Task A.
In the New Orleans attack report, what was found inside the vehicle the suspect used to ram through the crowd?
Task B.
Edit the stretch of the New Orleans attack report from "Assistant Special Agent in charge of" through "with terrorist organizations.", swapping "investigation" for "inquiry".

Text passage.

BEGIN

10 killed, 30 injured in New Orleans ‘terrorist attack’ on New Year’s Day
Jan 1, 2025, 6:14 AM | Updated: 12:34 pm
(AP Photo/Gerald Herbert)
UPDATE: The suspect in the New Orleans crash and shooting is dead after a firefight with police, law enforcement officials told AP. The FBI later identified the man as 42-year-old Shamsud Din Jabbar, a U.S.-born citizen who resides in Texas.
Additionally, an Islamic State group flag was found inside the vehicle he used to ram through the crowd, which appeared to be a rented Ford pickup truck.
Assistant Special Agent in charge of the investigation, Alethea Duncan said the FBI is still working to ensure there is “no further threat,” and trace down any possible leads to reveal any counterparts or further affiliations with terrorist organizations.
“We do not believe that Jabbar was solely responsible,” Alethea Duncan, FBI assistant special agent in charge, said at a news conference Wednesday afternoon. “We are aggressively running down every lead, including those of his known associates.”

END

Data shown.
BEGIN

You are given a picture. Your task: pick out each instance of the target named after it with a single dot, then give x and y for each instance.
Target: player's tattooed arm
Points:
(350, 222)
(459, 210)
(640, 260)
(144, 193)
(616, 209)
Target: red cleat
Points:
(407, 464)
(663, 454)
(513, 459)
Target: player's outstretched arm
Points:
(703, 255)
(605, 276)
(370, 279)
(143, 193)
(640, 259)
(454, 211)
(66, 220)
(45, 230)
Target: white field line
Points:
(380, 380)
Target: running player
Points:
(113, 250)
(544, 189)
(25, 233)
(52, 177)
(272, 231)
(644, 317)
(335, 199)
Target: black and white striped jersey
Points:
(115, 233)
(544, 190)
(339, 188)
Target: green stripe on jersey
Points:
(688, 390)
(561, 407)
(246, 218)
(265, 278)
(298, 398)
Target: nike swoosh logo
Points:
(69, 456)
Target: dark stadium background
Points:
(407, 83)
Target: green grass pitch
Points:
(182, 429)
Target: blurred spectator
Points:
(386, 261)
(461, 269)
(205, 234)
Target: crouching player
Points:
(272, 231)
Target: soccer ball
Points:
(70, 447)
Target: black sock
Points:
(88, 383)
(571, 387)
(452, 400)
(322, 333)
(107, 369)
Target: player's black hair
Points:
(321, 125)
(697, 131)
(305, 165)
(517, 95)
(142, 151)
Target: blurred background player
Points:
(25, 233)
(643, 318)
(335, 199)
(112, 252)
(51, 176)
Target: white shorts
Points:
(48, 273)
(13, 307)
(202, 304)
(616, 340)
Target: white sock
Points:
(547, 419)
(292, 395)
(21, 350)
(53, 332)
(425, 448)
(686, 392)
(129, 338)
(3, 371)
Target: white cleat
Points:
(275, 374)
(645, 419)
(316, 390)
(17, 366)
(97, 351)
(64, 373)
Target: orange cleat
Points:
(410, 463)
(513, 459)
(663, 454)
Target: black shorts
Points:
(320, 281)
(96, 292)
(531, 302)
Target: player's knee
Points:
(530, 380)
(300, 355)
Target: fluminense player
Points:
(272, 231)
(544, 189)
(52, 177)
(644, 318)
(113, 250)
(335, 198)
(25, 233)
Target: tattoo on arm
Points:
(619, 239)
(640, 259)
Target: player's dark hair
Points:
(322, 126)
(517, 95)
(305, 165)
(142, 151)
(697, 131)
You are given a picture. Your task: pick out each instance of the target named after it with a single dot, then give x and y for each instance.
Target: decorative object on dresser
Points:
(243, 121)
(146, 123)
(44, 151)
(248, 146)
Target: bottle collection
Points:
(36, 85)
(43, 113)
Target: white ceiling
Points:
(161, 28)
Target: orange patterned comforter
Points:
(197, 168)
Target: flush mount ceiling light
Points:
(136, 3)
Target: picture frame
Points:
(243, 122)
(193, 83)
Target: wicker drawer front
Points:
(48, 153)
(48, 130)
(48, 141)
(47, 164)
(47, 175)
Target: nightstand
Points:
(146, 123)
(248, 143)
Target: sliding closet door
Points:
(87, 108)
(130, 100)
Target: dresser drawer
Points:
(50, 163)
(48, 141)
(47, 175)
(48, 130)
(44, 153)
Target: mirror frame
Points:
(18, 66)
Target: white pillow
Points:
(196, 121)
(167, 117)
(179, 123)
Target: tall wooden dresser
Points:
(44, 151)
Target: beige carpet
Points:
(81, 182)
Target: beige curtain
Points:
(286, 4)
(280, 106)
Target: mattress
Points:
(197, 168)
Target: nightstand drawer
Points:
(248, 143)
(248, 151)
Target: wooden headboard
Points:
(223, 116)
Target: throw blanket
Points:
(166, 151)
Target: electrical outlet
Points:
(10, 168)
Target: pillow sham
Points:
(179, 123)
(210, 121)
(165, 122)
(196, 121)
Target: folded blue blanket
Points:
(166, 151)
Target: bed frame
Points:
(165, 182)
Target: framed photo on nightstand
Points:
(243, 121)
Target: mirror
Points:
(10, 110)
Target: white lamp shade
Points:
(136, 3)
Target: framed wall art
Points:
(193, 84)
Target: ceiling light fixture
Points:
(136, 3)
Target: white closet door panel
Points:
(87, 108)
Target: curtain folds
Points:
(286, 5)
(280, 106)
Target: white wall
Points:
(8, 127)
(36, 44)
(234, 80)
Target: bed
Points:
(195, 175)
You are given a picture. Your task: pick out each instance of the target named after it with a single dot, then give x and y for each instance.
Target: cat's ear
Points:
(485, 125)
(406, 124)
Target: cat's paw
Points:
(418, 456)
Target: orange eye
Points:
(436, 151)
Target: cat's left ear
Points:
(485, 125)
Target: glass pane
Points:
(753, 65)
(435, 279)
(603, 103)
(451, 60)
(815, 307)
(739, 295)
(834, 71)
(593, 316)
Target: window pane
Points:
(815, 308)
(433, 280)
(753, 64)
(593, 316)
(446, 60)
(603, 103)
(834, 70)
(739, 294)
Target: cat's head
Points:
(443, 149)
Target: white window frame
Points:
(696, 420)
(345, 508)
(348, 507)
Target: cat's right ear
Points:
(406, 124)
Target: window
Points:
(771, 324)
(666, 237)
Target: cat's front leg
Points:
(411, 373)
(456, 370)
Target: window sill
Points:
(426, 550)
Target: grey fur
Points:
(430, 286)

END

Task solution A.
An Islamic State group flag was found inside the vehicle.

Task solution B.
Assistant Special Agent in charge of the inquiry, Alethea Duncan said the FBI is still working to ensure there is “no further threat,” and trace down any possible leads to reveal any counterparts or further affiliations with terrorist organizations.